Position identification records
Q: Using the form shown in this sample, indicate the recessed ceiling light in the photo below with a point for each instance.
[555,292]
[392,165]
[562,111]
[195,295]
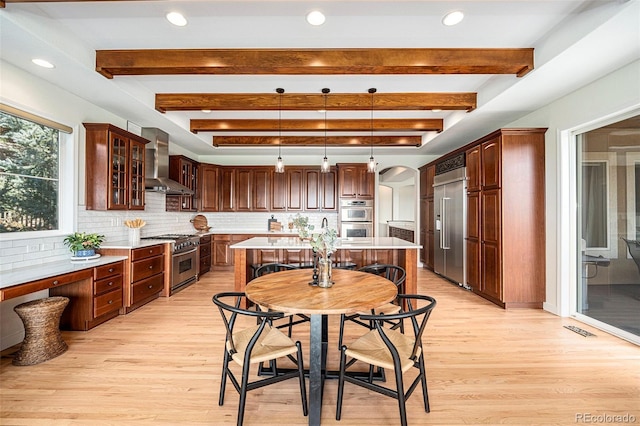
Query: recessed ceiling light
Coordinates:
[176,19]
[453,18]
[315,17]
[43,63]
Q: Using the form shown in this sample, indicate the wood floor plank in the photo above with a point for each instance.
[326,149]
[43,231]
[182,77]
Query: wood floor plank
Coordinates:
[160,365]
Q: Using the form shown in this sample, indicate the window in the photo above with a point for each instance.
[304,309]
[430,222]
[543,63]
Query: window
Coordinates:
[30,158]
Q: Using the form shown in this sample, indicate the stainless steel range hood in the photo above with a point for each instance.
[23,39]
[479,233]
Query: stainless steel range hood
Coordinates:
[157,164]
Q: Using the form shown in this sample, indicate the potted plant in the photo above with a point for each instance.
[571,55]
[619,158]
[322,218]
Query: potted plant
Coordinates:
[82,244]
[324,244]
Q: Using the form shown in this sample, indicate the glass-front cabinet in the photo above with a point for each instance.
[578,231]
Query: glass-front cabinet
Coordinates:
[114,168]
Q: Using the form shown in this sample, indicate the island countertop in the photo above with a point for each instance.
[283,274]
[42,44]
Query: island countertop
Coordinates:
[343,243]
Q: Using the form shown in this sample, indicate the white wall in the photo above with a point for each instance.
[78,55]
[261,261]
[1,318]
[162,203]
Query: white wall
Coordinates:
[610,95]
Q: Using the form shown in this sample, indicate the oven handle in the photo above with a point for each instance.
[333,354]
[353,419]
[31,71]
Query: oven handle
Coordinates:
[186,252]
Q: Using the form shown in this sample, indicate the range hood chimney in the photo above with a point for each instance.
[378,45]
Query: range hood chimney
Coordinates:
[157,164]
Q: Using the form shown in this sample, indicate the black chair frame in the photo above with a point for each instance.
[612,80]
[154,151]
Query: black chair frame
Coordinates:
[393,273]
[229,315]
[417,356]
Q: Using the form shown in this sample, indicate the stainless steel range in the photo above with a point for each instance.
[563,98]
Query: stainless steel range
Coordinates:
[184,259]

» **PROBLEM TO SOLVE**: Nothing outside the span should appear: transcribe the lines from the one containing "Q: Using the form shown in this sample, indicate the island" through the last line of the records.

» **CORRECT OUTPUT**:
Q: Using the form shown in this sample, indicate the island countertop in the photo above with a point for each instance.
[283,274]
[42,44]
Query: island countertop
Coordinates:
[343,243]
Q: Using the form shown in this sample, indicate the white wall in the photo above with a point for each instance.
[78,55]
[261,261]
[1,318]
[162,203]
Query: white wall
Coordinates:
[610,95]
Q: Using the form shown in this sample, indicate the oven handle in the photo above with a point for each instance.
[333,354]
[353,419]
[31,71]
Query: oven handle
Coordinates:
[186,252]
Q: Using the form shown in this sample, indicate the range hood chimney in the photo above with a point for each instance.
[378,45]
Query: range hood chimney
Coordinates:
[157,164]
Q: Using the form shown in this sample, indicate the black chair frame in the photo above with a point for each instance.
[612,80]
[154,151]
Query: black chair frame
Coordinates:
[393,273]
[229,315]
[417,356]
Q: Using the form shown in this sample, indicate the stainless steel range in the photo above with a point for each instance.
[563,98]
Query: stainless steel range
Coordinates:
[184,259]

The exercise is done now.